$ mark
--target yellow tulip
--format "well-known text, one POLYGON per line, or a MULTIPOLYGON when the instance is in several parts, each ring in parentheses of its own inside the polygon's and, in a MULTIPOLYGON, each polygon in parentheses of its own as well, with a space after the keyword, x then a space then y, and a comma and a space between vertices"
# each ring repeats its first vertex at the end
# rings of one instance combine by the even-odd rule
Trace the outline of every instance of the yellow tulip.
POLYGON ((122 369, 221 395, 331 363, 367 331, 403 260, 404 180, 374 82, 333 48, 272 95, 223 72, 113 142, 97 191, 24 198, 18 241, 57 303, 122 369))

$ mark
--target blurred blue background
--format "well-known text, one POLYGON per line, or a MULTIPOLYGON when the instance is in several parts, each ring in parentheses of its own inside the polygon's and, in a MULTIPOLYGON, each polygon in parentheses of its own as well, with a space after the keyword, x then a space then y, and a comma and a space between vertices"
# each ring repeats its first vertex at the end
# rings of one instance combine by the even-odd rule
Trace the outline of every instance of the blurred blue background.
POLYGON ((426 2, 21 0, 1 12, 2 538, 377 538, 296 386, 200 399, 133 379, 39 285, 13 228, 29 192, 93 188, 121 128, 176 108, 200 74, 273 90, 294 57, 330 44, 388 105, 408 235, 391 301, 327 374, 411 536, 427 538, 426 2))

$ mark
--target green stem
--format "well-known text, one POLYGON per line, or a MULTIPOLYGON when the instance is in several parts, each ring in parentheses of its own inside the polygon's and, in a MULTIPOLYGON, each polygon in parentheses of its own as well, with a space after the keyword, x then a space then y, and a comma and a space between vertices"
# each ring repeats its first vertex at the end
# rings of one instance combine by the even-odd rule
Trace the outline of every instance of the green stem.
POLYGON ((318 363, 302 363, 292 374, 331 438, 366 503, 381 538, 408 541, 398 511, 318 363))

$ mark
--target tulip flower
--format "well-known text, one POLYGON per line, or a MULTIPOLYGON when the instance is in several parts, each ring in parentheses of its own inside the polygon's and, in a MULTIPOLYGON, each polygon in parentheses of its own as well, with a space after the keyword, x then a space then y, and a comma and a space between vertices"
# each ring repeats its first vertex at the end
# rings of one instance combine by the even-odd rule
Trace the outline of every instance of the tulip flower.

# # # # #

- _ENUNCIADO_
Extrae sin ningún cambio las líneas de los ítems que van desde el comienzo hasta la línea que contiene "POLYGON ((122 369, 221", esta incluida.

- _SOLUCIÓN_
$ mark
--target yellow tulip
--format "well-known text, one POLYGON per line, or a MULTIPOLYGON when the instance is in several parts, each ring in parentheses of its own inside the polygon's and, in a MULTIPOLYGON, each polygon in parentheses of its own as well, with a space after the keyword, x then a space then y, and a comma and a space between vertices"
# each ring repeats its first vertex at the end
# rings of one instance combine by the even-odd rule
Trace the outline of every instance of the yellow tulip.
POLYGON ((122 369, 221 395, 331 363, 367 331, 403 260, 404 180, 374 82, 333 48, 272 95, 223 72, 113 142, 97 191, 24 198, 18 241, 57 303, 122 369))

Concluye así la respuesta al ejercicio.